- **Task directions**
The data below is to be returned in full and exactly.

[Point annotation records]

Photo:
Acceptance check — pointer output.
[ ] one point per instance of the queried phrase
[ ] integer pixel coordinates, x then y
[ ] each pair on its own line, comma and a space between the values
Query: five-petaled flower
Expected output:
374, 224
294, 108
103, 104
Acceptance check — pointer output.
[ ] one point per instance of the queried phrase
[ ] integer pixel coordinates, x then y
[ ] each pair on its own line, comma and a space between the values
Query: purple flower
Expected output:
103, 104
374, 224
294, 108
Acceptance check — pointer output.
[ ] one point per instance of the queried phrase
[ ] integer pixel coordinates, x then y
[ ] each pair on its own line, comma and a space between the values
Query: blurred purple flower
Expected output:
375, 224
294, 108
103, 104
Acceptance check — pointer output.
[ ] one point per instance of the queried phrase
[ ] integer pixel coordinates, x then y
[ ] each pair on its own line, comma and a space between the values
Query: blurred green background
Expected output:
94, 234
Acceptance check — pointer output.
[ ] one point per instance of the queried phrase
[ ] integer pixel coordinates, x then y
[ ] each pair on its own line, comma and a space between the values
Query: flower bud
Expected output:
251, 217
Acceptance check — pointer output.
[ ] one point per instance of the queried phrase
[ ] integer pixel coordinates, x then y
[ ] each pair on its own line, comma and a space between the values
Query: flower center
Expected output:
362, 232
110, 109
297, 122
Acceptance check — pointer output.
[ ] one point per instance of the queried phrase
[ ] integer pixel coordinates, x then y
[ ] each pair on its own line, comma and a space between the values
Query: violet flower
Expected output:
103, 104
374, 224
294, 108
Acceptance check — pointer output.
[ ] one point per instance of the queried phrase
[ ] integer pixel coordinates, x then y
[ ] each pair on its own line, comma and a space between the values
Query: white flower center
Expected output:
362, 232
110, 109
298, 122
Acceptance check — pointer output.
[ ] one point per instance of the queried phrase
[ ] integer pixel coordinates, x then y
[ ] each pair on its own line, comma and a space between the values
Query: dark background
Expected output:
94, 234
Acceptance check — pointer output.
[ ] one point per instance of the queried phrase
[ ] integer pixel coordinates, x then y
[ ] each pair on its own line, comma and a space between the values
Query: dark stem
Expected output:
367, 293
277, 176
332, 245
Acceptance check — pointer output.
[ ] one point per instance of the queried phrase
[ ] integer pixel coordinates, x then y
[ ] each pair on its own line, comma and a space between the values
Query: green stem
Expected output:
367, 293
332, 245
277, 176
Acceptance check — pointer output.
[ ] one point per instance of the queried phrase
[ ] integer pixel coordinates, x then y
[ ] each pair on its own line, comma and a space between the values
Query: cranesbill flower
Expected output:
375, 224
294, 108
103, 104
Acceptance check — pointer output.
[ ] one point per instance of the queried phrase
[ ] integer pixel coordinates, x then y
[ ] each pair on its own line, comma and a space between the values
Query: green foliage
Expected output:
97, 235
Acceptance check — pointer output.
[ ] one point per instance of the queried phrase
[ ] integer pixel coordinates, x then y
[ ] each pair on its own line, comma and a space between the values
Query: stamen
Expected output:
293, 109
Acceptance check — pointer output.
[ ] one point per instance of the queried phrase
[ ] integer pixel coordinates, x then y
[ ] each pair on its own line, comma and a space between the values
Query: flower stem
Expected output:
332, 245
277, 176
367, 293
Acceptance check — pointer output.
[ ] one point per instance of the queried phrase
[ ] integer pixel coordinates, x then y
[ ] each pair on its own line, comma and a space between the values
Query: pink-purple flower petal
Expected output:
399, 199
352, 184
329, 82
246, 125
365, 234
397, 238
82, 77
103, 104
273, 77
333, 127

- **Exercise response**
Photo:
Acceptance check — pointer output.
[ ] one point per instance of the queried phrase
[ ] integer pixel coordinates, x then y
[ ] each pair on its own line, comma and a space between the values
Query: five-petaled flower
Expected output:
374, 224
294, 108
103, 104
Acceptance check — pointer output.
[ ] one point per instance of the queried phrase
[ ] integer pixel coordinates, x then y
[ ] each pair on its own line, comma and a space between the values
Query: purple flower
Expected output:
103, 104
374, 224
294, 108
Acceptance check — pointer output.
[ ] one point per instance of the queried phrase
[ ] integer pixel coordinates, x then y
[ ] each pair on its own line, comma and a space between the values
Query: blurred purple flower
Expected output:
375, 224
294, 108
103, 104
Acceptance check — pointer output.
[ ] one point per instance of the queried phrase
[ ] integer pixel coordinates, x then y
[ ] each pair on its own line, comma and a space between the values
Query: blurred green background
Expected output:
94, 234
Acceptance check — pointer output.
[ ] one point per instance of the queried phrase
[ ] integer pixel coordinates, x then y
[ ] each pair on its own line, comma and a space between the values
Query: flower bud
Expected output:
251, 217
Acceptance check — pointer output.
[ ] one point per instance of the queried phrase
[ ] integer pixel coordinates, x then y
[ ] each pair on its own line, comma and a space between the values
Query: flower center
Expected output:
362, 232
110, 109
297, 122
Acceptance check — pointer output.
[ ] one point per instance of the queried phrase
[ ] integer pixel coordinates, x then y
[ ] each pair on its own line, comma and a space between the values
Query: violet flower
Expected output:
103, 104
374, 224
294, 108
Acceptance check — pointer output.
[ ] one point per instance of the queried phrase
[ ] integer pixel coordinates, x then y
[ ] each pair on its own line, comma and a space between the values
Query: white flower center
Expected output:
362, 232
110, 109
298, 122
Acceptance check — pointer output.
[ ] one point per instance of the queried phrase
[ ] integer pixel coordinates, x then y
[ ] each pair on its own line, comma and a space between the values
Query: dark background
Expected output:
94, 234
Acceptance check — pointer output.
[ ] one point per instance of the queried phrase
[ ] integer pixel coordinates, x then y
[ ] each pair on its own line, comma and a space between the values
Query: dark stem
Expected output:
367, 293
277, 176
332, 245
Acceptance check — pointer output.
[ ] one point per instance of the queried phrase
[ ] integer pixel coordinates, x then y
[ ] each pair on its own line, comma and a space between the values
Query: green stem
Expected output:
367, 293
332, 245
277, 176
Acceptance check — pointer output.
[ ] one point per instance of the queried phrase
[ ] integer pixel coordinates, x then y
[ ] each pair on its own line, comma and a space between the values
Query: cranesbill flower
Expected output:
375, 224
294, 108
103, 104
Acceptance check — pointer output.
[ ] one point per instance of the queried phrase
[ ] integer pixel coordinates, x then y
[ ] each pair on its own line, comma and a space between the values
Query: green foliage
Expected output:
97, 235
Acceptance check — pointer output.
[ ] one point per instance of the queried phrase
[ ] integer pixel coordinates, x then y
[ ] each pair on its own line, comma and a space between the values
Query: stamen
Expected output:
293, 109
Acceptance check — pointer output.
[ ] one point per instance of the queried phrase
[ ] integer pixel coordinates, x then y
[ ] each pair on its own line, comma and a space between the values
Query: flower stem
Expected output:
332, 245
277, 176
367, 293
Acceptance check — pointer output.
[ ] one point per instance of the queried phrase
[ ] integer pixel coordinates, x then y
[ ] each pair on its own line, comma and a space between the values
Query: pink-purple flower petal
Expected output:
399, 199
352, 184
329, 82
246, 125
365, 234
397, 238
82, 77
103, 104
273, 77
333, 127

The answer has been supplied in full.